# WHAT THE EXERCISE ASKS
Copy the passage on Moscow's heating, beginning at the words "Shuvalova lives in" and stopping after "for electricity production.", and switch every "heat-exchange" to "heat-transfer".

Shuvalova lives in a typical 12-story Soviet-era apartment building on Ulitsa Mnyovniki in northwestern Moscow. Like most apartment buildings, it gets heating, hot water and electricity through a complicated system in which extra hot water used for power generation is pumped through the main pipes to neighborhood heat-exchange points. There, through special heat-exchange equipment, household water and the heating system are warmed up -- but not mixed with -- water from the power plants. The cooled-off steam is returned to the plants and reused for electricity production.

Central heating is installed in most new housing in Russian cities, as well as many places in northern Europe, where people seldom require air conditioning in their homes because of the temperate climate. But that means, of course, entire cities stay warm when the heating is turned on and shiver when it is off and the temperature falls.

Moscow temperatures were 8 to 10 C in the second and third weeks of September, 1 to 2 degrees lower than average for this time of year, said Nikolai Volobuyev, deputy head of the federal weather bureau.

"This is a considerable drop for the fall, when every degree is important," he said.

The temperature on Sept. 1, the first day of school, when outdoor welcoming ceremonies are held on school grounds around Moscow, was 8 C.

When Shuvalova brought Mark Latukhin, the 9-year-old boy she cares for, to School No. 142 in central Moscow, she saw some first graders being taken inside the building before the ceremony was over. "The small kids, the girls especially, were shivering while listening to the principal's welcome speech," she said.

# COLLECTED DATA

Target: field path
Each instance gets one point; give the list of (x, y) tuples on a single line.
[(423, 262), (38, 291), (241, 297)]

# SOLUTION TO THE EXERCISE
Shuvalova lives in a typical 12-story Soviet-era apartment building on Ulitsa Mnyovniki in northwestern Moscow. Like most apartment buildings, it gets heating, hot water and electricity through a complicated system in which extra hot water used for power generation is pumped through the main pipes to neighborhood heat-transfer points. There, through special heat-transfer equipment, household water and the heating system are warmed up -- but not mixed with -- water from the power plants. The cooled-off steam is returned to the plants and reused for electricity production.